------ Data to use ------

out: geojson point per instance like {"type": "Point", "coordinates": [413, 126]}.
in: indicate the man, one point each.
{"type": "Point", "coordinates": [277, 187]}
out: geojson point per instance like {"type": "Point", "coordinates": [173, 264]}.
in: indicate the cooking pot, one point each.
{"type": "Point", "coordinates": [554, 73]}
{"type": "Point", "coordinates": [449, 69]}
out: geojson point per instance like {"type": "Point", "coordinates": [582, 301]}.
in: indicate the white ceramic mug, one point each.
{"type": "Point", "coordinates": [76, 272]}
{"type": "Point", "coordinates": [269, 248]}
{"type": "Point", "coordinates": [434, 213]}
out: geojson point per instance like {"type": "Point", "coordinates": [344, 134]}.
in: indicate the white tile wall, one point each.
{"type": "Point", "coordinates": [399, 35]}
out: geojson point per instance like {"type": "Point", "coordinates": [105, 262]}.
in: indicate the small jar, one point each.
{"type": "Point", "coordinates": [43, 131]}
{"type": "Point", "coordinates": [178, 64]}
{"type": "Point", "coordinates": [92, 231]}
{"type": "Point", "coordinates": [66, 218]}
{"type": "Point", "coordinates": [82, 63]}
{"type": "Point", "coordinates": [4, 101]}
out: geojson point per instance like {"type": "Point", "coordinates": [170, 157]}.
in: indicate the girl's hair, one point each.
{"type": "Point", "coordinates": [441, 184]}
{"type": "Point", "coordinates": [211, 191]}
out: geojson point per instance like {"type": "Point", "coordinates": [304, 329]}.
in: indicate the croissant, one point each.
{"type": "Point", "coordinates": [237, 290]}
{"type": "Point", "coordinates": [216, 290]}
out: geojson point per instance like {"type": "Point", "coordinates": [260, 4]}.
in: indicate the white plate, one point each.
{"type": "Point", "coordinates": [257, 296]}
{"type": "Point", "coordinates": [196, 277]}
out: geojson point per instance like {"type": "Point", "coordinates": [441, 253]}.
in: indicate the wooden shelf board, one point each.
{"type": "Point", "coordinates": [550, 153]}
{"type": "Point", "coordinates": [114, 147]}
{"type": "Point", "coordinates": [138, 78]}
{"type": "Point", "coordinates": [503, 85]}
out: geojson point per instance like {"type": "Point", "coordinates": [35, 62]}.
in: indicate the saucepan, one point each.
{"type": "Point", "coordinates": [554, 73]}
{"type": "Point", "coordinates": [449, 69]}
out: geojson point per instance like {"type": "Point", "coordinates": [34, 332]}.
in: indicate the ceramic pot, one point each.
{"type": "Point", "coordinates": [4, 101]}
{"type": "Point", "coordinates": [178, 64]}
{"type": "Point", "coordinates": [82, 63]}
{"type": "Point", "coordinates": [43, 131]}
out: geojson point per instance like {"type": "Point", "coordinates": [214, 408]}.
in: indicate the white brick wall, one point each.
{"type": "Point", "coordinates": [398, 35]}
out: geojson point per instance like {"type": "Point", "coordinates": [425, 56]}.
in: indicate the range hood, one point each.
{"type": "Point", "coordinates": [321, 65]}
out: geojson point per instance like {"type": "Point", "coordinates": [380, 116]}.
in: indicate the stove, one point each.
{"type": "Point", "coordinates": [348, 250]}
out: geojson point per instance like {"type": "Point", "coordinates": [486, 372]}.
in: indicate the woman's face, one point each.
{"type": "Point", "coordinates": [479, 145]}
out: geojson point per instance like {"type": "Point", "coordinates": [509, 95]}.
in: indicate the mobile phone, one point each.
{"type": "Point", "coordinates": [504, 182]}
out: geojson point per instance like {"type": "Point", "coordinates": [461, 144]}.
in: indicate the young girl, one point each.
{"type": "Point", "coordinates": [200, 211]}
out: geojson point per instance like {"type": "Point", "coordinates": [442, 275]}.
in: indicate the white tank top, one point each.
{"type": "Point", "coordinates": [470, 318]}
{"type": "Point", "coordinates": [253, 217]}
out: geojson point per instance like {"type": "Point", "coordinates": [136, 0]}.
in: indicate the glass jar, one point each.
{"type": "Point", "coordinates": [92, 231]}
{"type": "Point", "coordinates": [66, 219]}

------

### [Problem to work on]
Could you give again exactly the lines from the line containing "in: indicate the woman's" through the final line of the data above, and no others?

### [Response area]
in: indicate the woman's face, one point each.
{"type": "Point", "coordinates": [479, 145]}
out: geojson point per instance like {"type": "Point", "coordinates": [509, 95]}.
in: indicate the mobile phone, one point each.
{"type": "Point", "coordinates": [504, 182]}
out: geojson point per instance like {"type": "Point", "coordinates": [461, 144]}.
in: indicate the young girl, one point each.
{"type": "Point", "coordinates": [200, 211]}
out: geojson point per instance like {"type": "Point", "coordinates": [442, 275]}.
in: indicate the white tank top, one point each.
{"type": "Point", "coordinates": [470, 318]}
{"type": "Point", "coordinates": [253, 217]}
out: geojson point per instance like {"type": "Point", "coordinates": [136, 0]}.
in: indicate the glass jar, one point each.
{"type": "Point", "coordinates": [92, 231]}
{"type": "Point", "coordinates": [66, 219]}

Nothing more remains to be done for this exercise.